In your answer, repeat each line of the data exactly.
Data for this task Start Marker
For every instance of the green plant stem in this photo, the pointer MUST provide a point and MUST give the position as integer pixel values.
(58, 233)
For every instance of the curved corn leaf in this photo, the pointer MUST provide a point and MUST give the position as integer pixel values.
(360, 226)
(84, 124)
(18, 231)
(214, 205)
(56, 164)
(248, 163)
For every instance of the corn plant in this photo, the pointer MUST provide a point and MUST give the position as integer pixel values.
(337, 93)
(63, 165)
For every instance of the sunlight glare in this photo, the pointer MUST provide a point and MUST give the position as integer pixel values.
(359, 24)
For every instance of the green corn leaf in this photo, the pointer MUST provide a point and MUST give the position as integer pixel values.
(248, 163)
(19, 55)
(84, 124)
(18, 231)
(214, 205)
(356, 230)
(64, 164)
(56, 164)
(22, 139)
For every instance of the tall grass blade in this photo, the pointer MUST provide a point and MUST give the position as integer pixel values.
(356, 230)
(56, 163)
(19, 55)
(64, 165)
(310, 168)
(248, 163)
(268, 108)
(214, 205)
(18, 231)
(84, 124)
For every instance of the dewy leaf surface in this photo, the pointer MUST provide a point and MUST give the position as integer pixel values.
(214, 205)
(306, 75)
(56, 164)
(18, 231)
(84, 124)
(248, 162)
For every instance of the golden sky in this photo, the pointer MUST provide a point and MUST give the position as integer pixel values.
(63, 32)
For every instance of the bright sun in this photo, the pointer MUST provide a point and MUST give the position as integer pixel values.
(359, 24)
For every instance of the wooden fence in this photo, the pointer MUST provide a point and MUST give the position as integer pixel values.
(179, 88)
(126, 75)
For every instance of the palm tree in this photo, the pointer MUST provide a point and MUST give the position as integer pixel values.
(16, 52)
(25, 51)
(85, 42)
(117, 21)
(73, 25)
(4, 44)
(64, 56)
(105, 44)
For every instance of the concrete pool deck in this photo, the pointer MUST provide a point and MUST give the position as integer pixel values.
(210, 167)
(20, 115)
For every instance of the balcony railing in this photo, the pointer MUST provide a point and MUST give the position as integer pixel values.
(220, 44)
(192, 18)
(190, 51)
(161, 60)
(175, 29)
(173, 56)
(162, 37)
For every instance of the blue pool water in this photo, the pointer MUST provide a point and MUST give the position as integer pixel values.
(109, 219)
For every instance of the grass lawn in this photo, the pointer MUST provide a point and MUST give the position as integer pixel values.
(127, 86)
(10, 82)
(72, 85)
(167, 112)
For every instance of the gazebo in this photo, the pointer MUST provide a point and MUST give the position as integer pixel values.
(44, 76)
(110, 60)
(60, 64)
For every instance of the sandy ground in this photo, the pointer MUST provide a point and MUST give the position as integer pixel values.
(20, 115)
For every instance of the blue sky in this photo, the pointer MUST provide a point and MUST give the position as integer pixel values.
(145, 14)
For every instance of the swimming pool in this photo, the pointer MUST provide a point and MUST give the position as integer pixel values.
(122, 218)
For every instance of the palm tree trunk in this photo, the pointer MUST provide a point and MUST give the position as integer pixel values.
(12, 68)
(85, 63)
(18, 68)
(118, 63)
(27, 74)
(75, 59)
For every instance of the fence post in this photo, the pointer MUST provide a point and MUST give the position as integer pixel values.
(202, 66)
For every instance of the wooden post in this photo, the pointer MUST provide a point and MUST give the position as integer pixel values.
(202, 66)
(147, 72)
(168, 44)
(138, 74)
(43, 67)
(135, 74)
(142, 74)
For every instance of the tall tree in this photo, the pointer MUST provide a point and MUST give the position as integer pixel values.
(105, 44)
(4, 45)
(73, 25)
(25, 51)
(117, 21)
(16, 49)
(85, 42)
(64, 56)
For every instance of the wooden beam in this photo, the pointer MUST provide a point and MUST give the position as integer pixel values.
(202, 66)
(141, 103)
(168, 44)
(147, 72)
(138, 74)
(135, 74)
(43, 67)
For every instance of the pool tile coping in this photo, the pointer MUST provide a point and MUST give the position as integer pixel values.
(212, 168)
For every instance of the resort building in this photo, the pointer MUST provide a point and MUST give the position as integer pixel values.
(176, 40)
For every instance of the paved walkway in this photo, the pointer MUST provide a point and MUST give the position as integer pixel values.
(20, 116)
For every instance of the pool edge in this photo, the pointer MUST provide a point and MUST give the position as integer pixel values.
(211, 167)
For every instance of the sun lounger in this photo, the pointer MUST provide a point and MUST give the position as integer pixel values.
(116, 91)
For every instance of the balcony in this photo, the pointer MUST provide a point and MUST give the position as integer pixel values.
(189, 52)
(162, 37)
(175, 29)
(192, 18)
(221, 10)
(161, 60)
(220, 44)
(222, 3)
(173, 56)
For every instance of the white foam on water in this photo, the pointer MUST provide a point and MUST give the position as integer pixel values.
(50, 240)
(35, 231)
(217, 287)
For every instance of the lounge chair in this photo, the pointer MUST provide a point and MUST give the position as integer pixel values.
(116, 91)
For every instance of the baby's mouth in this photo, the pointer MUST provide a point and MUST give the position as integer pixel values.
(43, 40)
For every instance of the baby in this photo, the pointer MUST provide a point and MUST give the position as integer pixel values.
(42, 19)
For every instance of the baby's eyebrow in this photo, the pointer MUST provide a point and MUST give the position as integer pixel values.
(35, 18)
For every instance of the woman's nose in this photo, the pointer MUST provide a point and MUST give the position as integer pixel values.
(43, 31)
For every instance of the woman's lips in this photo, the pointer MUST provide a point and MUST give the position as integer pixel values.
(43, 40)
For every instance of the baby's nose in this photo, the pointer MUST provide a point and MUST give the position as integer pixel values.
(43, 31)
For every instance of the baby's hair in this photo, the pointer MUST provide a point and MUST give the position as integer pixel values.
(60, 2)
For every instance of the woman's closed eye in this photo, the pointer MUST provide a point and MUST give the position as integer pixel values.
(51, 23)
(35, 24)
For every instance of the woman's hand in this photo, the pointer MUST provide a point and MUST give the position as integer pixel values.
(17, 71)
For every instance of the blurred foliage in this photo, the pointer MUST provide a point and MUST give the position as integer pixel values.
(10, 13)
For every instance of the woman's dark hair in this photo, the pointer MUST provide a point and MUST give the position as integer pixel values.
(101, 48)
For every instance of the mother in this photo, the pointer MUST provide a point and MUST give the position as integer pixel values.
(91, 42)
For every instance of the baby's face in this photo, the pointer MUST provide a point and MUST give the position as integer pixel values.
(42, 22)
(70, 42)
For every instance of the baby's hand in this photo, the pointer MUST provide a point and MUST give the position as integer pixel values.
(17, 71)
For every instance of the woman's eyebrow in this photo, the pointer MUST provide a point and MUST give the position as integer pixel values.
Data for this task End Marker
- Solution to the problem:
For every instance of the green plant stem in this photo, the pointer MUST provide a point and MUST give the position as integer pixel values.
(58, 233)
For every instance of the curved corn leaf in this photo, the pointer MUST provide a point and MUST give the position as integer pixel values.
(360, 226)
(84, 124)
(18, 231)
(214, 205)
(56, 164)
(248, 163)
For every instance of the corn plant in this photo, the pointer MUST provide a point and MUST give the position as integer pixel values.
(337, 93)
(63, 165)
For every instance of the sunlight glare in this photo, the pointer MUST provide a point and MUST give the position as integer pixel values.
(359, 24)
For every instance of the green corn leaf in this photo, the pointer MUST provide a point and MUST give the position as integer pixel values.
(248, 163)
(19, 55)
(84, 124)
(18, 231)
(214, 205)
(356, 230)
(64, 164)
(56, 164)
(22, 139)
For every instance of the tall grass blade in this photo, the pointer MUST provide a point and MUST give the position as integer pixel values.
(356, 230)
(56, 163)
(19, 55)
(64, 165)
(310, 168)
(248, 163)
(268, 108)
(214, 205)
(18, 231)
(84, 124)
For every instance of the dewy leaf surface in this photo, the pointer MUST provide a point and MUST give the position as integer pixel values.
(214, 205)
(306, 75)
(56, 164)
(18, 231)
(84, 124)
(248, 162)
For every instance of the golden sky in this photo, the pointer MUST provide a point and MUST give the position as integer pixel values.
(63, 32)
For every instance of the bright sun in this photo, the pointer MUST provide a point and MUST give the position as integer pixel values.
(359, 24)
For every instance of the wooden fence in this photo, the pointer MUST provide a point and MUST give the position as integer pixel values.
(179, 88)
(126, 75)
For every instance of the palm tree in this photo, the pointer MUST provide a point and MUST give the position as integer pixel values.
(16, 52)
(25, 51)
(85, 42)
(117, 21)
(73, 25)
(4, 44)
(64, 56)
(105, 44)
For every instance of the concrete pool deck in this photo, the pointer MUST provide a point and MUST give the position as integer pixel values.
(210, 167)
(20, 115)
For every instance of the balcony railing in this photo, the pointer MUST provide a point and MUST give the position as integer pixel values.
(220, 44)
(192, 18)
(190, 51)
(161, 60)
(175, 29)
(173, 56)
(162, 37)
For every instance of the blue pool water in this photo, the pointer MUST provide a point and MUST give the position as integer pixel values.
(109, 219)
For every instance of the grass lawn in this photo, the pointer MUST provide a point and MUST give the position as integer pixel values.
(127, 86)
(10, 82)
(72, 85)
(167, 112)
For every instance of the gazebo in this photo, the pointer MUST provide a point and MUST give the position as integer pixel values.
(44, 76)
(110, 60)
(60, 64)
For every instance of the sandy ground in this photo, the pointer MUST provide a point and MUST give the position as integer pixel values.
(20, 115)
For every instance of the blue sky in this photo, the pointer MUST provide a point and MUST give the position as integer pixel values.
(145, 14)
For every instance of the swimming pool in this photo, the pointer MUST provide a point and MUST give the position as integer pixel values.
(122, 218)
For every instance of the palm tree trunk in this photo, the pointer MUST provide a point and MUST give the position as integer pixel values.
(12, 68)
(85, 63)
(18, 68)
(118, 63)
(27, 74)
(75, 59)
For every instance of the fence post in this photo, the pointer MUST provide a point and MUST give the position as integer pixel values.
(202, 66)
For every instance of the wooden post in this photo, the pointer MUST provide a point and MUST give the position as integer pixel values.
(202, 66)
(147, 72)
(168, 44)
(138, 74)
(43, 67)
(135, 74)
(142, 74)
For every instance of the tall tree in this photo, the pointer MUST provide a point and MUST give the position as integer pixel values.
(105, 44)
(4, 45)
(73, 25)
(25, 51)
(117, 21)
(16, 49)
(85, 42)
(64, 56)
For every instance of the wooden beam in this photo, the pointer MUST provide a point and MUST give the position as integer pixel values.
(202, 66)
(141, 103)
(168, 44)
(147, 72)
(138, 74)
(135, 74)
(43, 67)
For every instance of the pool tile coping in this photo, the pointer MUST provide a point and MUST give the position as integer pixel values.
(212, 168)
For every instance of the resort building in this photo, the pointer MUST provide a point and MUST give the position as integer pixel values.
(176, 40)
For every instance of the paved walkway in this photo, the pointer MUST provide a point and MUST give the position as integer pixel values.
(20, 116)
For every instance of the pool edge in this photo, the pointer MUST provide a point and MUST give the position as integer pixel values.
(211, 167)
For every instance of the sun lounger in this photo, the pointer MUST provide a point and MUST give the position as integer pixel values.
(116, 91)
For every instance of the balcony in this photo, the pointer MUST provide a point and MUST give the position as integer pixel values.
(189, 52)
(162, 37)
(175, 29)
(192, 18)
(221, 10)
(161, 60)
(220, 44)
(222, 3)
(173, 56)
For every instance of the white foam on water in this photo, the pointer MUST provide a point and MUST give the position as integer pixel values.
(50, 240)
(35, 231)
(217, 287)
For every instance of the lounge chair in this photo, the pointer MUST provide a point and MUST give the position as integer pixel values.
(116, 91)
For every instance of the baby's mouth in this photo, the pointer MUST provide a point and MUST give the position as integer pixel values.
(43, 40)
For every instance of the baby in this photo, the pointer MUST provide a point and MUST give the position as integer pixel values.
(42, 19)
For every instance of the baby's eyebrow in this photo, the pointer MUST provide a point and MUST give the position as integer pixel values.
(35, 18)
For every instance of the woman's nose in this photo, the pointer MUST provide a point and MUST give the position as integer pixel values.
(43, 31)
For every instance of the woman's lips in this photo, the pointer MUST provide a point and MUST give the position as integer pixel values.
(43, 40)
For every instance of the baby's nose in this photo, the pointer MUST provide a point and MUST give the position as integer pixel values.
(43, 31)
For every instance of the baby's hair in this photo, the pointer MUST provide a point and MUST give the position as integer pixel values.
(60, 2)
For every instance of the woman's closed eye in this photo, the pointer MUST provide a point and MUST give the position as integer pixel values.
(51, 23)
(35, 24)
For every instance of the woman's hand in this photo, the pointer MUST provide a point and MUST give the position as integer pixel values.
(17, 71)
For every instance of the blurred foliage in this photo, the pointer MUST provide a point and MUST give the position as integer pixel values.
(10, 13)
For every instance of the woman's dark hair in this photo, the pointer MUST provide a point and MUST give the position as integer pixel values.
(101, 48)
For every instance of the mother in this photo, the pointer MUST provide a point and MUST give the position as integer pixel values.
(91, 42)
For every instance of the baby's face in this photo, the pointer MUST provide a point and MUST give the position as integer pixel values.
(42, 22)
(70, 42)
For every instance of the baby's hand in this photo, the pointer MUST provide a point and MUST give the position as integer pixel values.
(17, 71)
For every instance of the woman's eyebrow in this photo, the pointer MUST provide a point and MUST give the position as integer pixel values.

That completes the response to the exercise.